Copy out all the entries below, substituting "find" for "locate" and leaving everything else unchanged. Omit the pictures.

## Start Provided information

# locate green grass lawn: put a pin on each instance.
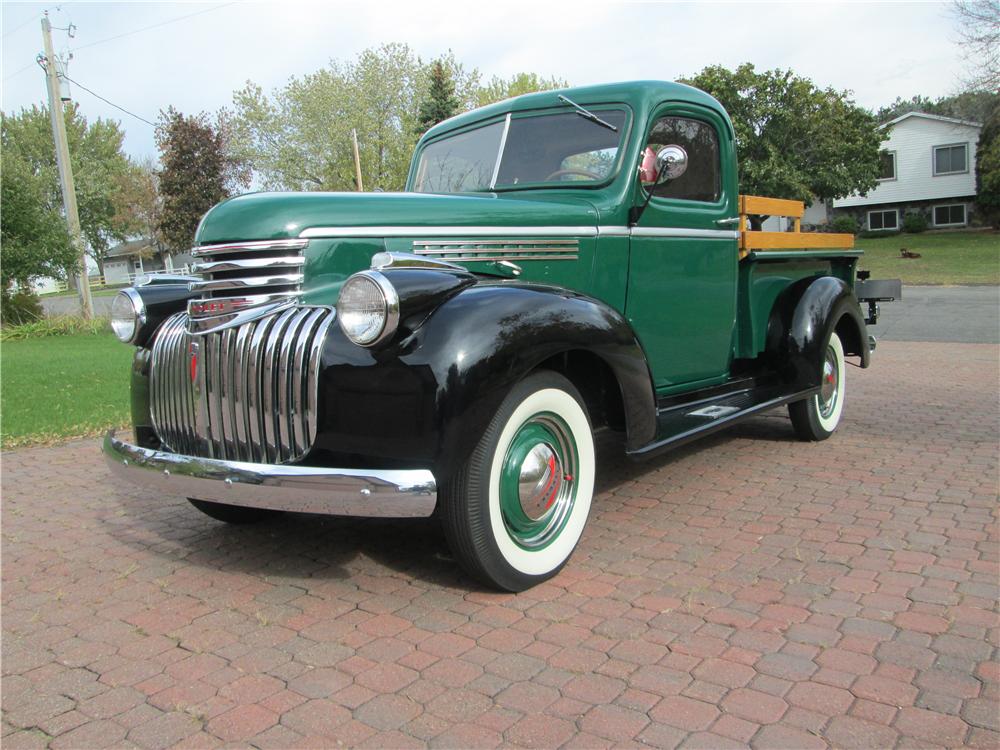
(946, 258)
(62, 386)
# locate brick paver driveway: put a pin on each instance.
(749, 589)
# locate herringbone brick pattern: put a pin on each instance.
(747, 590)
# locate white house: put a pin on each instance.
(928, 167)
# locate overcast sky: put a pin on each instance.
(878, 50)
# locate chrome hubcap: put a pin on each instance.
(539, 482)
(830, 387)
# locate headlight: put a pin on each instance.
(128, 315)
(368, 308)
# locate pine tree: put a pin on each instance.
(440, 103)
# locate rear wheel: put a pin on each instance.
(235, 514)
(816, 417)
(514, 513)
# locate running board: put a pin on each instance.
(681, 423)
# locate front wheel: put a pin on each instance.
(816, 417)
(235, 514)
(514, 513)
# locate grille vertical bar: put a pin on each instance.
(255, 392)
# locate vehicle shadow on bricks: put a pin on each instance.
(315, 547)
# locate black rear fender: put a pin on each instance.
(801, 323)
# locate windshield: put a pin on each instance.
(564, 149)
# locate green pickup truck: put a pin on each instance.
(558, 263)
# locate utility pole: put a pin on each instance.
(357, 161)
(65, 170)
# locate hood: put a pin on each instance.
(265, 216)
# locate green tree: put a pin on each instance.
(34, 242)
(979, 39)
(298, 137)
(440, 102)
(988, 170)
(98, 163)
(498, 89)
(197, 172)
(138, 202)
(795, 140)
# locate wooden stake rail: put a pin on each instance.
(794, 240)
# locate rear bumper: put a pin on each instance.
(384, 493)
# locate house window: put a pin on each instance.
(949, 216)
(951, 159)
(887, 165)
(883, 220)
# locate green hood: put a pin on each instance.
(265, 216)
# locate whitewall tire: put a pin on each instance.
(817, 417)
(516, 511)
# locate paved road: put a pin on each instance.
(749, 589)
(968, 314)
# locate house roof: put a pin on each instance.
(132, 247)
(927, 115)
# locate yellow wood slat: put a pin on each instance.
(794, 241)
(755, 204)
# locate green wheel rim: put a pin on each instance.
(538, 481)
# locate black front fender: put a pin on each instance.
(425, 400)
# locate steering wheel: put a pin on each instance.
(582, 172)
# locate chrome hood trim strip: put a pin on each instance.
(551, 231)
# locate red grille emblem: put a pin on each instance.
(193, 360)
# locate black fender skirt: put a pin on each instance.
(801, 324)
(425, 399)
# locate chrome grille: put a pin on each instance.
(248, 274)
(245, 393)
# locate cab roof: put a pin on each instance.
(641, 96)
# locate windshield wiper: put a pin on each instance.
(588, 114)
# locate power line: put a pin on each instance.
(108, 101)
(153, 26)
(21, 26)
(20, 70)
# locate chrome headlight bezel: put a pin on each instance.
(389, 313)
(137, 312)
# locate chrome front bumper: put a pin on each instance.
(383, 493)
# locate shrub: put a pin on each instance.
(915, 223)
(57, 326)
(20, 307)
(844, 224)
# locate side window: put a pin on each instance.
(702, 180)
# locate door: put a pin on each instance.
(683, 255)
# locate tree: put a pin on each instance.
(499, 89)
(298, 137)
(439, 102)
(34, 241)
(979, 37)
(138, 202)
(988, 170)
(197, 173)
(795, 140)
(98, 163)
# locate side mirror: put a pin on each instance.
(671, 162)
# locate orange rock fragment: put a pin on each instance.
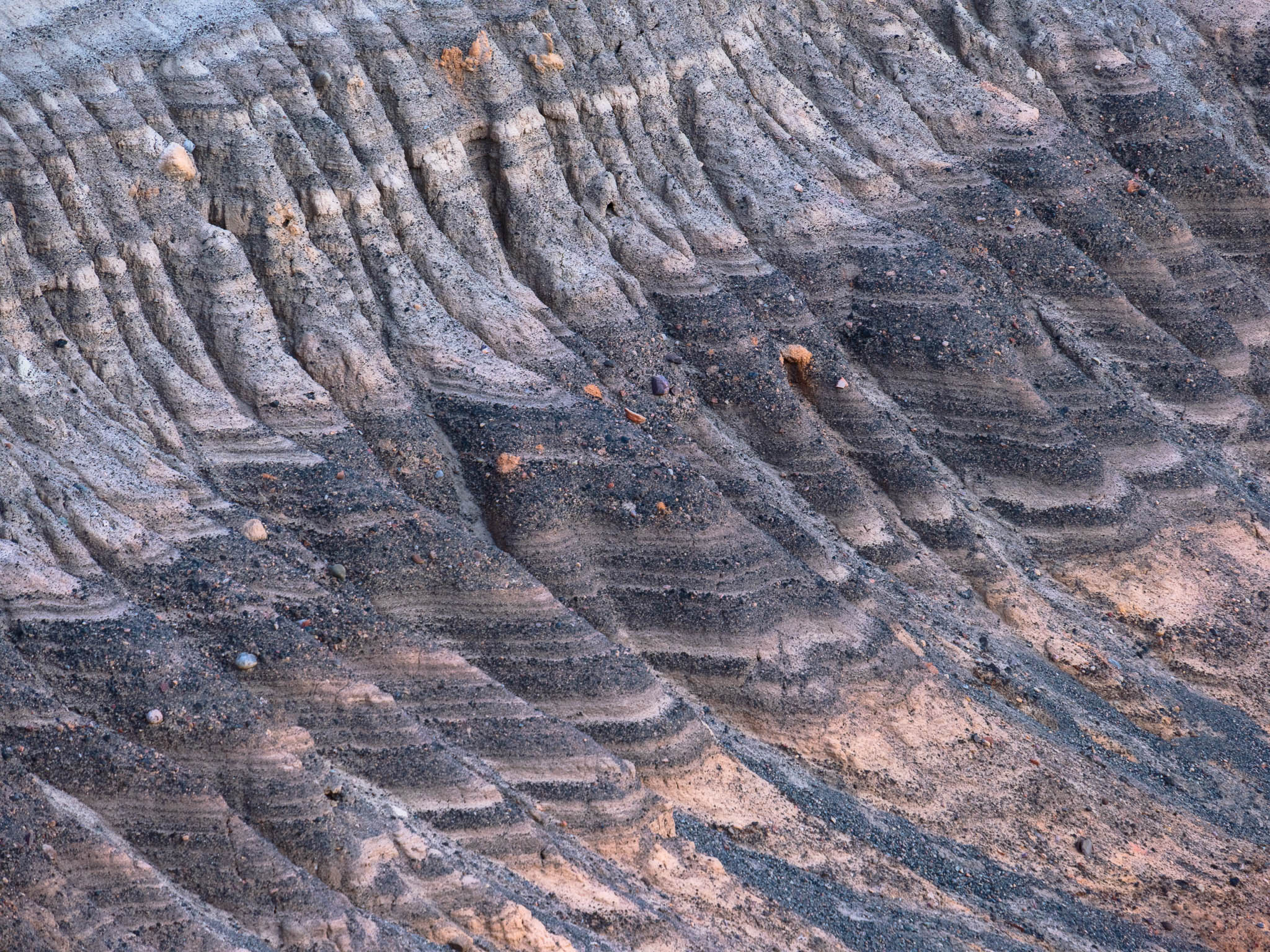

## End Provided information

> Finished exercise:
# find green grass lawn: put a pin on each instance.
(946, 258)
(62, 386)
# find brick paver driveway: put a pin on each instance.
(749, 589)
# find herringbone brick pattern: put a pin on each instance.
(747, 590)
# find white house: put a pin on each instance.
(928, 167)
# find overcast sky: put a pin on each instance.
(878, 50)
# find chrome hubcap: put a pin on each instance.
(539, 482)
(830, 387)
# find headlight: put a pin on each instance.
(128, 315)
(368, 308)
# find pine tree: put a pin on each instance.
(440, 103)
# find rear wheel: put a pin on each instance.
(235, 514)
(816, 417)
(514, 513)
# find running board: put a pin on each instance.
(681, 423)
# find front wheel: put a pin on each instance.
(816, 417)
(235, 514)
(514, 513)
# find grille vertical bar: put a pin on each instance.
(255, 392)
# find vehicle shadow on bricks: put a pin on each instance.
(315, 547)
# find black rear fender: put a pin on each instance.
(801, 323)
# find windshield: put a pin on each instance.
(564, 149)
# find green pickup truck: put a pin on each instance.
(558, 263)
# find utility pole: put a pin on each instance.
(357, 161)
(65, 170)
# find hood: put a pin on each instance.
(265, 216)
# find green tree: put a pin on each instance.
(34, 242)
(979, 39)
(298, 137)
(440, 102)
(988, 170)
(98, 163)
(498, 89)
(197, 172)
(138, 202)
(795, 140)
# find wooden stake rail: put a pin on each instance.
(794, 240)
# find rear bumper: put a pin on each instance.
(384, 493)
# find house window: put a pin on each instance.
(949, 216)
(951, 159)
(887, 165)
(883, 220)
# find green hood: put a pin on each instance.
(265, 216)
# find whitewall tire: put a pin on each instance.
(817, 417)
(516, 511)
# find paved road: put a pin on each instance.
(749, 589)
(968, 314)
# find house roof: put a pin on each instance.
(132, 247)
(927, 115)
# find yellow wood slat: put a pin on each instance.
(794, 241)
(755, 204)
# find green wheel rim: put a pin on each instance.
(538, 481)
# find black front fender: put a pin on each instance.
(425, 400)
# find steering wheel: put a pin on each instance.
(582, 172)
# find chrome hood trim strip: put a pin on each instance.
(551, 231)
# find red grille emblem: put a pin on each instance.
(193, 360)
# find black fender skirt: put a pin on each instance.
(801, 324)
(425, 399)
# find chrome grille: put a pin on each instance.
(248, 274)
(245, 393)
# find cab roof: put a pin on each instance.
(641, 96)
# find windshield wiper: put a pin on each instance.
(588, 114)
# find power line: put a pin on each instance.
(108, 101)
(153, 26)
(21, 26)
(20, 70)
# find chrome headlight bezel: put a pin on each instance.
(389, 313)
(137, 312)
# find chrome front bumper: put a pin on each instance.
(383, 493)
# find shrub: put a pin on each instance.
(915, 223)
(57, 326)
(20, 307)
(844, 224)
# find side window: put a pin on each instance.
(702, 180)
# find door: put a pin on each instance.
(683, 255)
# find tree: put a pin on each instance.
(499, 89)
(298, 137)
(439, 102)
(34, 241)
(979, 37)
(138, 202)
(988, 170)
(197, 173)
(795, 140)
(98, 163)
# find side mirror: put a pin on each instance.
(671, 162)
# find orange rock fragment: put a pin on each instance.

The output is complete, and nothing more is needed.